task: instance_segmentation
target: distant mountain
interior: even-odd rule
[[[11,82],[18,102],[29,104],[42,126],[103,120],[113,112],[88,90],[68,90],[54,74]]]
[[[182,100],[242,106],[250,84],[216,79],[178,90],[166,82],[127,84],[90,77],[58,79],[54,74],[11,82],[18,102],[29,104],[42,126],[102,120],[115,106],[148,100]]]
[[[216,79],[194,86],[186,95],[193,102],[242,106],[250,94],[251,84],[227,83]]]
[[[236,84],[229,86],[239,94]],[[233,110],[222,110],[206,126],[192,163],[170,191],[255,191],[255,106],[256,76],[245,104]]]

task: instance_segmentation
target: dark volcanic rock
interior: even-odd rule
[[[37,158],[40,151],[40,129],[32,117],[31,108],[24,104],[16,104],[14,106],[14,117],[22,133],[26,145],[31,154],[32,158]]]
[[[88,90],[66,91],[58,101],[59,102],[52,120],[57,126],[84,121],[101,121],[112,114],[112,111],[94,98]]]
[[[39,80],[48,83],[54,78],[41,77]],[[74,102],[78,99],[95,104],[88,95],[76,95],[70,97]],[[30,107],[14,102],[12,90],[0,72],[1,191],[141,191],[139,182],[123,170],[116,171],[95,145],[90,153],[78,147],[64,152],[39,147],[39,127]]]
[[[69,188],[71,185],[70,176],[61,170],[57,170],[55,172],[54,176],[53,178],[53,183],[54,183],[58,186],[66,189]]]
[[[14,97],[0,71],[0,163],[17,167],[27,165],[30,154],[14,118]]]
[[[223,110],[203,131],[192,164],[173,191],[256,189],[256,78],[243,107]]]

==========

Print the records once more, exactly as they were given.

task: instance_segmentation
target: distant mountain
interior: even-odd rule
[[[11,82],[18,102],[29,104],[42,126],[103,120],[113,112],[88,90],[68,90],[54,74]]]
[[[182,100],[242,106],[250,84],[216,79],[178,90],[166,82],[127,84],[90,77],[58,79],[54,74],[11,82],[18,102],[29,104],[42,126],[102,120],[115,106],[148,100]]]
[[[216,79],[194,86],[186,95],[193,102],[242,106],[250,94],[251,84],[227,83]]]
[[[236,84],[229,86],[239,94]],[[233,110],[222,110],[206,126],[192,163],[170,191],[255,191],[255,106],[256,76],[245,104]]]

task: instance_segmentation
target: dark volcanic rock
interior: even-odd rule
[[[37,158],[40,151],[40,129],[32,117],[31,108],[24,104],[16,104],[14,106],[14,117],[22,133],[26,145],[31,154],[32,158]]]
[[[88,90],[66,91],[58,101],[59,102],[52,120],[57,126],[84,121],[101,121],[112,114],[112,111],[94,98]]]
[[[39,80],[48,83],[54,78],[41,77]],[[74,102],[78,99],[95,104],[88,95],[76,95],[70,97]],[[30,107],[14,102],[12,90],[0,72],[1,191],[141,191],[139,182],[123,170],[116,171],[95,145],[90,153],[78,147],[64,152],[39,147],[39,127]]]
[[[69,188],[71,185],[70,176],[61,170],[57,170],[55,172],[54,176],[53,178],[53,183],[54,183],[58,186],[66,189]]]
[[[14,97],[0,71],[0,163],[17,167],[27,165],[30,154],[14,118]]]
[[[223,110],[203,131],[192,164],[173,191],[256,189],[256,78],[243,107]]]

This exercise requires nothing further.